begin Exercise material
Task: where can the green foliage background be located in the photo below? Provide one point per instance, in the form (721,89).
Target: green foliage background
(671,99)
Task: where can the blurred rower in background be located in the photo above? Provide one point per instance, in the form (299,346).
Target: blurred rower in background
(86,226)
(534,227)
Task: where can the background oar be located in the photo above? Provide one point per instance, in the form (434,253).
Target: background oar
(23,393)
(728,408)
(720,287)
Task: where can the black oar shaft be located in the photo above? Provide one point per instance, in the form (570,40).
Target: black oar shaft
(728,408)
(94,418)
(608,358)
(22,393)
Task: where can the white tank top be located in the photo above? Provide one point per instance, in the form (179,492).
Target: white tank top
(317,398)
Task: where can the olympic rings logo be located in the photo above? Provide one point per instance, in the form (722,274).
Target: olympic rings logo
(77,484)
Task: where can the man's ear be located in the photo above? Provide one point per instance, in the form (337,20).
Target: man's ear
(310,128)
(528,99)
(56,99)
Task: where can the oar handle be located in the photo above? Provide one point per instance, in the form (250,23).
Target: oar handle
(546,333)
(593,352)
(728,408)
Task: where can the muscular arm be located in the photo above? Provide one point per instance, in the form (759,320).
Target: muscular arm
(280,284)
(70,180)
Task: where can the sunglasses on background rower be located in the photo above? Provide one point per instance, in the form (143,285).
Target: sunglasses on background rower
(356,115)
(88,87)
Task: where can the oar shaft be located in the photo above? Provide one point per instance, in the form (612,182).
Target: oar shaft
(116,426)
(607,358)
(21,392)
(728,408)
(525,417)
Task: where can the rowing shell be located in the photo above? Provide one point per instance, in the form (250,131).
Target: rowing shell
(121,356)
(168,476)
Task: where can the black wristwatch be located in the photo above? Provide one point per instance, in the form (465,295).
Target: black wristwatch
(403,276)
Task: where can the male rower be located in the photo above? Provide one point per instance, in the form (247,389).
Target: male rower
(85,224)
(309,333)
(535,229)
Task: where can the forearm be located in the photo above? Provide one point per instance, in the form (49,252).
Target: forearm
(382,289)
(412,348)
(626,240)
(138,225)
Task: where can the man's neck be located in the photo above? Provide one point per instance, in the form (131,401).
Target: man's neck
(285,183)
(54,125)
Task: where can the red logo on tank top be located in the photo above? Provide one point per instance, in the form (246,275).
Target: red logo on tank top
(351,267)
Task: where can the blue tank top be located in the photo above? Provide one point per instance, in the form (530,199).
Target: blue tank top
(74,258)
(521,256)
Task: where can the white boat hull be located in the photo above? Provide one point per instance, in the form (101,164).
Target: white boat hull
end Exercise material
What you should do: Can you rewrite the rows above, from the line containing "Task: where can the red" through the last line, inclusive, as a JSON list of strings with one string per line and blank lines omitted?

Complete answer:
[
  "Task: where can the red logo on tank top be located in the photo above? Provide one point per instance, in the form (246,275).",
  "Target: red logo on tank top",
  "(351,267)",
  "Task: where can the blue tank top be located in the photo above? Provide one point per instance, in the form (530,199).",
  "Target: blue tank top",
  "(74,258)",
  "(521,256)",
  "Task: where can the white boat hull be located in the photo above? Provide one point per instance, in the form (101,164).",
  "Target: white boat hull"
]